### What is required
Through the last line of the material below, starting at the line with "the red taillight", return every line exactly and only those.

### Records to process
-*-
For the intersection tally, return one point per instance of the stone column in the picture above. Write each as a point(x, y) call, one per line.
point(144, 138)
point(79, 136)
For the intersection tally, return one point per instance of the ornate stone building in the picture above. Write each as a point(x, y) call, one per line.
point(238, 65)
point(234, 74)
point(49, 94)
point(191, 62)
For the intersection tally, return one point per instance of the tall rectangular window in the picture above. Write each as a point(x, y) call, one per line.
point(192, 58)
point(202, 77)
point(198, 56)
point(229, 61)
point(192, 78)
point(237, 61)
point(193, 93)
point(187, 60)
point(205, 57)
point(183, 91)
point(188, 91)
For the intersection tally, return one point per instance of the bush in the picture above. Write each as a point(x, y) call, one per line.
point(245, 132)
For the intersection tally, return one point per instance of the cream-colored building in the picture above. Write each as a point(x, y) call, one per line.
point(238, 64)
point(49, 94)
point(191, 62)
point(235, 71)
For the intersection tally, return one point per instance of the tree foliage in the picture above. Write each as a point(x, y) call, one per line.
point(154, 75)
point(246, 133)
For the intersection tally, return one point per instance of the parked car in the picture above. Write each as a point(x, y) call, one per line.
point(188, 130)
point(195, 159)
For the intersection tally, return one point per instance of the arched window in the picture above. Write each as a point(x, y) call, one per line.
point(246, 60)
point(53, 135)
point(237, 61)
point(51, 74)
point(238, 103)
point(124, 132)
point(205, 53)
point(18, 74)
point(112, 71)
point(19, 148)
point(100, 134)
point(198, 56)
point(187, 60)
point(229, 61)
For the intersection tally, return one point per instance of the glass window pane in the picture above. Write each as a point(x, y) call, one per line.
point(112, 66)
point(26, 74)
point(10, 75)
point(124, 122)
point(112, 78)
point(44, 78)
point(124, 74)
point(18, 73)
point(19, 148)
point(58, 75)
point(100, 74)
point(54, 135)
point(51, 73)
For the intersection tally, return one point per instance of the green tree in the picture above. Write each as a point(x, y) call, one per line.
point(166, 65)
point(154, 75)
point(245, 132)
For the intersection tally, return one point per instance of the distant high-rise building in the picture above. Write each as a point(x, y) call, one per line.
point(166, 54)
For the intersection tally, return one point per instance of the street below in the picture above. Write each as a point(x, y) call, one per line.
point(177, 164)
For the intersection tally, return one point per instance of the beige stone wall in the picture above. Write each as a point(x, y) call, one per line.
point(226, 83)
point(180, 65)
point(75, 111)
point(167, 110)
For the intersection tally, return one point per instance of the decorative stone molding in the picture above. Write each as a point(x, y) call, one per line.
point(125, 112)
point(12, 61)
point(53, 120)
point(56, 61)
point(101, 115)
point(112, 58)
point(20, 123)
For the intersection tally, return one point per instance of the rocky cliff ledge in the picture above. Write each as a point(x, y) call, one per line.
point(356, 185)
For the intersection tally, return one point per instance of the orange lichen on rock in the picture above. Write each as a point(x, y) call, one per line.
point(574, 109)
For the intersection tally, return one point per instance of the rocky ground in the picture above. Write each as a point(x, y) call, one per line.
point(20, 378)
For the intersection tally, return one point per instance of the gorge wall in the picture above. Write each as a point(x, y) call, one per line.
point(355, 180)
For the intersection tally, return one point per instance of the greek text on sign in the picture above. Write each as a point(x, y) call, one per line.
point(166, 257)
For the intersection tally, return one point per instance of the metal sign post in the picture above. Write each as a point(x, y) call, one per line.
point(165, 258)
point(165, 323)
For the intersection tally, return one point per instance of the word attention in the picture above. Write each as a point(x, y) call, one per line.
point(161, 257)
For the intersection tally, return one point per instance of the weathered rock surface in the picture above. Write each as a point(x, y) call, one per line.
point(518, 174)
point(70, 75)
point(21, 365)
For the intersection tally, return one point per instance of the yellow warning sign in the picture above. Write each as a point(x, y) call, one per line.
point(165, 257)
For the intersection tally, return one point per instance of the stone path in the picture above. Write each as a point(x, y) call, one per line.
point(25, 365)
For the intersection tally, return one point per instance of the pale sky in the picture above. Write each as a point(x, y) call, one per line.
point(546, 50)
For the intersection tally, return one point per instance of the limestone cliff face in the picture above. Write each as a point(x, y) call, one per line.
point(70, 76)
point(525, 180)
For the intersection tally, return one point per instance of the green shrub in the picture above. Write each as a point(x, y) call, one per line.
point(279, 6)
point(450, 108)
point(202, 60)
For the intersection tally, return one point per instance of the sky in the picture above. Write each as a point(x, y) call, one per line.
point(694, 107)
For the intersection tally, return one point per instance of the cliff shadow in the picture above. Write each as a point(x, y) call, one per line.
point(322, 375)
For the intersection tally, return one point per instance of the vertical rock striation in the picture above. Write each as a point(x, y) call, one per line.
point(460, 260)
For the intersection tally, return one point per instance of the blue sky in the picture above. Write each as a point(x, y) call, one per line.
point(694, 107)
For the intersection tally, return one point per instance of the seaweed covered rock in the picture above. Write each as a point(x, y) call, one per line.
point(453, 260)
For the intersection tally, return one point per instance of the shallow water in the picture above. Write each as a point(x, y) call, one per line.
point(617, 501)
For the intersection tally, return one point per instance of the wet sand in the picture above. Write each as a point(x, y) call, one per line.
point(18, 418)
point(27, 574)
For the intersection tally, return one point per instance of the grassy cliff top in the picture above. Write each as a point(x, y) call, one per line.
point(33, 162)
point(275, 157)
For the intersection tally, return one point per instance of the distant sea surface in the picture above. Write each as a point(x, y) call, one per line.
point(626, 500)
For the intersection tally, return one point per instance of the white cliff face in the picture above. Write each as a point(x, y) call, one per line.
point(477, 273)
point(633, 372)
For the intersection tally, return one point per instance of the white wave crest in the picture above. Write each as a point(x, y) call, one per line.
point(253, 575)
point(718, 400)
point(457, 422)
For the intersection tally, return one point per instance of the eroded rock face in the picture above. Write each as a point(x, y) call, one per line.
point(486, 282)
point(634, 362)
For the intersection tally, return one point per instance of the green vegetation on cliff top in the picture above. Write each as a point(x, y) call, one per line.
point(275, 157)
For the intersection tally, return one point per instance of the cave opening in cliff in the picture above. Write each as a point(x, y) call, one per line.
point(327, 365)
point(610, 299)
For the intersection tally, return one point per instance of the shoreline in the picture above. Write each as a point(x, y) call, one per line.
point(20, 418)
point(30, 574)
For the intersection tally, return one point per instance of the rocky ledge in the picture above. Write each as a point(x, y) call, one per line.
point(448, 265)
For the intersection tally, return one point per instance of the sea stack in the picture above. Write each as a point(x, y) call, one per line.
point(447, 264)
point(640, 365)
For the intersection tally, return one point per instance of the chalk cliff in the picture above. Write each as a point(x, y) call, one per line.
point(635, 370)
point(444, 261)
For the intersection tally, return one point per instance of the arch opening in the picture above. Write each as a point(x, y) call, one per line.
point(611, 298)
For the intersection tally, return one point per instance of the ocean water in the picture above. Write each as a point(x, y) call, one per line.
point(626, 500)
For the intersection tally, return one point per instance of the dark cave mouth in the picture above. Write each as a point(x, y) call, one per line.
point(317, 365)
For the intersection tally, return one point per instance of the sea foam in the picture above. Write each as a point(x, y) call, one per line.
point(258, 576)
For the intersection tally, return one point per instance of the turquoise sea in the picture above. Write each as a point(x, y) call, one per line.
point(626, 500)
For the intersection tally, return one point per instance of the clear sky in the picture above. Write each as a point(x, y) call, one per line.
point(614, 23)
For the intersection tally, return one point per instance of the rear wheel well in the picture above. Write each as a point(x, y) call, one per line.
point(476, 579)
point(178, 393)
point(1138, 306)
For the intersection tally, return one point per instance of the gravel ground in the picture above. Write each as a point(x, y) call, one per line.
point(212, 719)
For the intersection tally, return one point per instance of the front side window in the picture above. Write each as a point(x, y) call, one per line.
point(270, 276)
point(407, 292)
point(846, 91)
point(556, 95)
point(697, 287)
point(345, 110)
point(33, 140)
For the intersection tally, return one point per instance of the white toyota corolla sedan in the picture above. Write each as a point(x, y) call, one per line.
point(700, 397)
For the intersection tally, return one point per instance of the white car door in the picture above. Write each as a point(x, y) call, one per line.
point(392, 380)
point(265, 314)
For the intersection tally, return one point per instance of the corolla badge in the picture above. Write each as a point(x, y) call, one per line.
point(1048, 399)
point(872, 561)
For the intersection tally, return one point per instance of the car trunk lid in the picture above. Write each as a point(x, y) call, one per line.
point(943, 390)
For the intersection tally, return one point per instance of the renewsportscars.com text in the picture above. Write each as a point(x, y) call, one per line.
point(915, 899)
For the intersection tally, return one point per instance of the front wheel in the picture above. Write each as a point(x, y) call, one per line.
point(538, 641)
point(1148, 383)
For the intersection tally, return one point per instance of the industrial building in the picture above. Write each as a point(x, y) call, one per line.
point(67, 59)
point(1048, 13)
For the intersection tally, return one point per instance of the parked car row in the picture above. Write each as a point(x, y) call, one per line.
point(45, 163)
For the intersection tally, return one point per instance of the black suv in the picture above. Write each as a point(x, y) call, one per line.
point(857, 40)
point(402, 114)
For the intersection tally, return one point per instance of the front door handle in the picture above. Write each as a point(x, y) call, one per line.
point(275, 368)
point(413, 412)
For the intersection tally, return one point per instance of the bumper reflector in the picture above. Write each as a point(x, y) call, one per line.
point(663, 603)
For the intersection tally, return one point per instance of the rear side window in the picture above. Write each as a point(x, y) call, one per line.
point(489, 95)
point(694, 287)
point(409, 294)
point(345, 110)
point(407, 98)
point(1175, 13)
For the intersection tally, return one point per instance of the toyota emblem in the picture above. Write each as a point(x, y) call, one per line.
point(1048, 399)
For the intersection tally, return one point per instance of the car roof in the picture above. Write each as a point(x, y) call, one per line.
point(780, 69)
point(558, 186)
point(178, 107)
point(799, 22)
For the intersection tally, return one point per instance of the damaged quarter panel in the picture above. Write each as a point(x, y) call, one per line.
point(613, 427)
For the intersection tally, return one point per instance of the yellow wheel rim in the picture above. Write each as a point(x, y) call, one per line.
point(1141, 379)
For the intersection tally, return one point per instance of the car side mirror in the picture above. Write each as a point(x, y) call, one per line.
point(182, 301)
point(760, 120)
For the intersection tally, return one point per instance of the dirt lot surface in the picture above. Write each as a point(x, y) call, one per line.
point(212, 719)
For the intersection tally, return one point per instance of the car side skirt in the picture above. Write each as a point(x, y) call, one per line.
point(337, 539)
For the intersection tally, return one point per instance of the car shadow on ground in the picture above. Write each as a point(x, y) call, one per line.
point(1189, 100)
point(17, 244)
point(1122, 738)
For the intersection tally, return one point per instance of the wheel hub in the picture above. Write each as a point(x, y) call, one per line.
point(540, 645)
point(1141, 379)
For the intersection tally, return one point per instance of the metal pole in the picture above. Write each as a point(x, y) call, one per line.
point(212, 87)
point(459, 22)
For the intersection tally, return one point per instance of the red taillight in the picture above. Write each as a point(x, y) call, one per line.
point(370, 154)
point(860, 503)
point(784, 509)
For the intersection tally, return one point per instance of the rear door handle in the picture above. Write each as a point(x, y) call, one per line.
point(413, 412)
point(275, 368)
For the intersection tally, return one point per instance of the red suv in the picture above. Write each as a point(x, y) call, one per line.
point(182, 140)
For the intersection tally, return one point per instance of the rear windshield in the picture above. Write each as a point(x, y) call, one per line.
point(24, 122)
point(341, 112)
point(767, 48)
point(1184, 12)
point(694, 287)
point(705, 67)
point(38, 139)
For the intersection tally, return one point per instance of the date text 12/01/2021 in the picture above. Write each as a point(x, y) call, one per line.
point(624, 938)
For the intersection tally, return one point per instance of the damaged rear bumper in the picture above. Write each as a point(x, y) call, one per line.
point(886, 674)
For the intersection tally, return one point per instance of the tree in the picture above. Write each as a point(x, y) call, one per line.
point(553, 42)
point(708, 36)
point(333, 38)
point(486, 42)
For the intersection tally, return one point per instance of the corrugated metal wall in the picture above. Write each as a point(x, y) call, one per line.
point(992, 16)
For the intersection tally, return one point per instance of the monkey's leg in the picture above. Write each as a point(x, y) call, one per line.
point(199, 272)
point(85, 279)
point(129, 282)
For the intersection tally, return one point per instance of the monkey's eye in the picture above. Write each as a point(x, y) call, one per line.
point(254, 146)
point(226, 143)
-*-
### Solution below
For the intersection tally, return one point per instance of the red taillight in the picture above. Write each as a point(x, y) call, one per line.
point(370, 154)
point(860, 503)
point(784, 509)
For the intersection tally, return one point per instance of the rear door handle in the picture above. Write each as a point(x, y) call, one per line.
point(413, 412)
point(275, 368)
For the intersection tally, return one point per instance of the red suv in the picture above. Write each as a point(x, y) call, one per line.
point(182, 140)
For the intersection tally, return one point per instance of the rear windshield in the picture above. Write each as a point(x, y) call, one per line.
point(24, 122)
point(341, 112)
point(767, 48)
point(1184, 12)
point(694, 287)
point(705, 67)
point(38, 139)
For the intersection tally, return one point per instance of the date text 12/01/2021 in the picture above. Write each as a point(x, y) call, one per line.
point(624, 938)
For the intersection tally, return one point per instance of the damaged rear bumper in the picture above. Write each as a point(x, y) call, one per line.
point(886, 674)
For the intersection tally, return one point per instance of the tree in the picture above. Write each as a point(x, y) call, one per line.
point(553, 42)
point(708, 36)
point(333, 38)
point(486, 42)
For the intersection tally, return one point per instance of the corrugated metal wall in the picture above. Write each as a point(x, y) call, one per line.
point(992, 16)
For the intersection tally, return one point per instance of the monkey's leg in the picture above. Write each as a point(x, y) call, one per line.
point(199, 272)
point(85, 279)
point(129, 282)
For the intersection tally, return one point per instance of the monkey's eye in the picture above. Write each as a point(x, y) call, one per line.
point(254, 146)
point(226, 143)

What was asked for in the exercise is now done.